**STATED EXERCISE:** Rescale the rows below, from the line containing "Excuse me, could I trouble you to find every fingertip" through the end of the rows, and reproduce every line in that range, requests included. Multiply each bounding box coordinate in the answers by 0.65 and round to whole numbers with halves rounded up, but leave the requests and their sample boxes unchanged.

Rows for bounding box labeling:

○ ○ ○

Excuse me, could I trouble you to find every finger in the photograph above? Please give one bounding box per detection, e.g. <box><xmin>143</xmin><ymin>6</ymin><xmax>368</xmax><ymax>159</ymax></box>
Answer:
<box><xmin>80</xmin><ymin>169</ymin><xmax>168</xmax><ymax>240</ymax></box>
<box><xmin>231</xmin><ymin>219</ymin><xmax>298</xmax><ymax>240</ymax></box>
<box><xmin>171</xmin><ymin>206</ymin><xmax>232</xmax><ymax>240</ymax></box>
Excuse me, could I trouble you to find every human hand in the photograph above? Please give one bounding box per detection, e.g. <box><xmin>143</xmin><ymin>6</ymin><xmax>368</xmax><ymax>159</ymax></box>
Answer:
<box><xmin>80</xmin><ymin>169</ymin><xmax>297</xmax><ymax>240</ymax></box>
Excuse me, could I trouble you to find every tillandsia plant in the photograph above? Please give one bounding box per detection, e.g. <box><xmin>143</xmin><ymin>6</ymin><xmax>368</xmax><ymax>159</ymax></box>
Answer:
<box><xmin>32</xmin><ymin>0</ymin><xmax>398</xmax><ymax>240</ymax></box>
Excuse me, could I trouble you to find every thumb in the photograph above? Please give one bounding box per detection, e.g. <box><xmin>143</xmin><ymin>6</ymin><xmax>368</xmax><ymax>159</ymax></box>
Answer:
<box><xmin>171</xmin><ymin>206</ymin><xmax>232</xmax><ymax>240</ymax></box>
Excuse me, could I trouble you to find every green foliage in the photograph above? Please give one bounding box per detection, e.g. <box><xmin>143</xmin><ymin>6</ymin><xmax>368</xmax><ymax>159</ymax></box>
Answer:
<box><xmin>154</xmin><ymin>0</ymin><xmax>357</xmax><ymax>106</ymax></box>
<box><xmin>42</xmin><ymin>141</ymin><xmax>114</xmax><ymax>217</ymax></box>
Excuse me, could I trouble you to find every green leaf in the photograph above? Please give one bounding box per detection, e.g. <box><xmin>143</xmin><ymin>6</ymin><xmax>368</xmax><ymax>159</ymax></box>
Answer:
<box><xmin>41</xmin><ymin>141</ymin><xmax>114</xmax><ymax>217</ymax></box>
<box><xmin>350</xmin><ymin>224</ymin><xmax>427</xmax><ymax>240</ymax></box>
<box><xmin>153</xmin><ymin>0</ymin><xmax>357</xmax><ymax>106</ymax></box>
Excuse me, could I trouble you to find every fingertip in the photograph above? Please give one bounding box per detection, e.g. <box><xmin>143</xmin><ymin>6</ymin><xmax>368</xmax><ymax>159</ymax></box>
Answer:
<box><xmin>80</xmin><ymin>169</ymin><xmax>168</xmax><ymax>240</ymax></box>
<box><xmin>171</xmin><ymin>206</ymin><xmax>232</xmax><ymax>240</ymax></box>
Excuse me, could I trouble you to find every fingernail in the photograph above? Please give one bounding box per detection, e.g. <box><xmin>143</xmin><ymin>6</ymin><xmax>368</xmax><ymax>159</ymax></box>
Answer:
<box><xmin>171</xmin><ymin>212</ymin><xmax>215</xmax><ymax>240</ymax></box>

○ ○ ○

**EXPECTED ANSWER:**
Excuse me, could I trouble you to find every fingertip in the photograph above? Please give one bounding box per detection, e.g. <box><xmin>143</xmin><ymin>6</ymin><xmax>368</xmax><ymax>159</ymax></box>
Answer:
<box><xmin>52</xmin><ymin>110</ymin><xmax>109</xmax><ymax>156</ymax></box>
<box><xmin>111</xmin><ymin>134</ymin><xmax>151</xmax><ymax>156</ymax></box>
Excuse me, could I trouble you to find every fingernail in the photograph above? Please give one bounding box per detection, e.g. <box><xmin>143</xmin><ymin>6</ymin><xmax>368</xmax><ymax>159</ymax></box>
Answer:
<box><xmin>111</xmin><ymin>138</ymin><xmax>140</xmax><ymax>156</ymax></box>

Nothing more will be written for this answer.